- **DOCUMENT SECTION**
○ ○ ○ ○

How Fibre Channel is purpose built and engineered to meet the demands of enterprise data centers requiring rock solid reliability, high performance, and scalability was explained in detail at our FCIA webcasts “Inside a Modern Fibre Channel Architecture: Part 1” and “Inside a Modern Fibre Channel Architecture: Part 2.” During these presentations, our expert speakers, Patty Driever, Craig Carlson, Dave Peterson and David Rodgers dove into the inner workings of Fibre Channel. The sessions were highly rated by our audiences. Here are answers to the questions they asked.
Q. Regarding FCP= SCSI, isn’t FCP-4 and such standardized by T10, and that is SCSI? How does that play with the other standards also being “FCP,” instead let’s just call them “FC-NVMe™?” That is rather confusing.
A. The FCP-4 standard describes a protocol for flowing the SCSI device architecture over Fibre Channel….in and of itself it is not the SCSI architecture. Standards like FC-SB-6 transport mode and FC-NVMe-2 are not ‘FCP,’ but they do make use of some aspects of the FCP transport to flow different device architectures over Fibre Channel. Those two standards basically ‘piggyback’ off of portions of FCP that allow them to take advantage of some hardware accelerators built into Fibre Channel HBAs.
Q. Does the OS need to resend the FC command that was flushed with SLER, or is that done by the N_Port without the OS on the HBA?
A. The command is resent at a level below the OS (i.e., at the transport level). As such the OS is unaware of any error detection and recovery.
Q. What determines if Class 2 or Class 3 is used and what do storage devices typically use?
A. Use of Class 2 or Class 3 is determined by the Login protocol, and storage devices typically use Class 3 for data transfers.
Q. How relevant is FC in the NVMe® implementation?
A. How to transport the NVMe upper level protocol (ULP) is specified in the Fibre Channel – Non-Volatile Memory Express – 2 standard (FC-NVMe-2). Since this is a technical presentation, we don’t talk about markets, but NVMe over FC has seen a lot of interest from equipment vendors and customers, especially for use with all flash arrays. The FCIA discussed FC-NVMe in detail in our presentations “What’s New in FC-NVMe-2.”
Q. It was nice to hear about CLASS_2, CLASS_3, CLASS_F It would have been nice to see examples of each Frame type.

○ ○ ○ ○

(Stored items)
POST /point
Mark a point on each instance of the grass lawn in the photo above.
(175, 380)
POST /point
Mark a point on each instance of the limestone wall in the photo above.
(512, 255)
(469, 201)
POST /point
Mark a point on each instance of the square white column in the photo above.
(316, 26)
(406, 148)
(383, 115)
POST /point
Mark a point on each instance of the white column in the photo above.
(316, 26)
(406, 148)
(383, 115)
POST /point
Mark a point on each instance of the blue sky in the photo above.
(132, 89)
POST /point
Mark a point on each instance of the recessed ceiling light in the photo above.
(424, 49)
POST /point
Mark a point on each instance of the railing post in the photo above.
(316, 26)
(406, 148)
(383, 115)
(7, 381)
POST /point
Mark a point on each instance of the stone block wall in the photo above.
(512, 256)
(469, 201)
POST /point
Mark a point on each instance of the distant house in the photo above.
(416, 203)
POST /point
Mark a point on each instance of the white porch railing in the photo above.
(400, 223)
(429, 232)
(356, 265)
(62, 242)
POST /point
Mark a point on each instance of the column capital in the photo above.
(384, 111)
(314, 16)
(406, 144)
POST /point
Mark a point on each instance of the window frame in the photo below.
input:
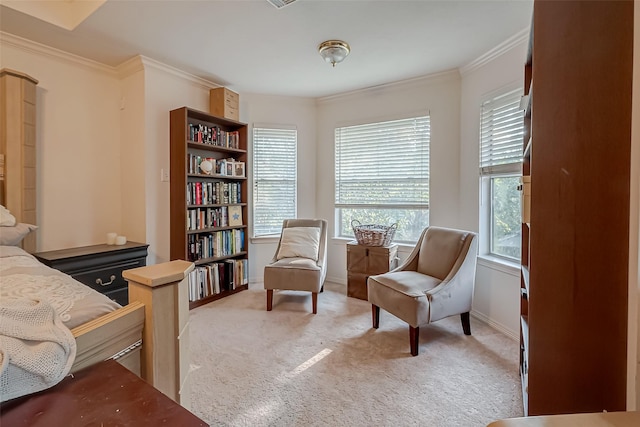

○ ○ ○ ○

- **WRITTEN TASKS**
1: In the Fibre Channel Q&A, rewrite everything from "A. Use of Class" down to "each Frame type." with "equipment vendors" changed to "hardware vendors".
2: Pick up the Fibre Channel Q&A right after its last line and keep writing.

- **ANSWERS TO THE TASKS**
1:
A. Use of Class 2 or Class 3 is determined by the Login protocol, and storage devices typically use Class 3 for data transfers.
Q. How relevant is FC in the NVMe® implementation?
A. How to transport the NVMe upper level protocol (ULP) is specified in the Fibre Channel – Non-Volatile Memory Express – 2 standard (FC-NVMe-2). Since this is a technical presentation, we don’t talk about markets, but NVMe over FC has seen a lot of interest from hardware vendors and customers, especially for use with all flash arrays. The FCIA discussed FC-NVMe in detail in our presentations “What’s New in FC-NVMe-2.”
Q. It was nice to hear about CLASS_2, CLASS_3, CLASS_F It would have been nice to see examples of each Frame type.

2:
A. What distinguishes a frame in one class versus another is primarily in the use of the applicable frame delimiters. Frames using Class 2 use the ‘SoFi2‘ frame delimiter to start the first frame in a sequence, and use the ‘SoFn2‘ frame delimiter for all other frames in the sequence. Even the last frame of the sequence uses the ‘SoFn2‘ frame delimiter, but has the ‘End_Sequence’ F_CTL bit set to a ‘1’. Another distinguishing feature of Class 2 is the required use of the ‘Ack’ frame in response to receipt of each data frame sent in Class 2. The first ‘Ack’ frame uses the ‘SoFi2‘ frame delimiter, and subsequent ‘Ack’ frames in the sequence use the ‘SoFn2‘ frame delimiter, until the last ‘Ack’ frame which uses the ‘EoFt‘ frame delimiter. Class 3 frames use the ‘SoFi3‘ and the ‘SoFn3‘ frame delimiters in a similar manner as described above for Class 2, but the Class 3 protocol does not include an ‘Ack’ response to every data frame. Class F behaves like Class 2, but is used only for switch-to-switch (E_Ports). It uses the ‘SoFf‘ frame delimiter for the first frame in a sequence. If an N_Port receives a frame that uses this delimiter, the N_Port discards it.
Q. What is an R_RDY considered to be?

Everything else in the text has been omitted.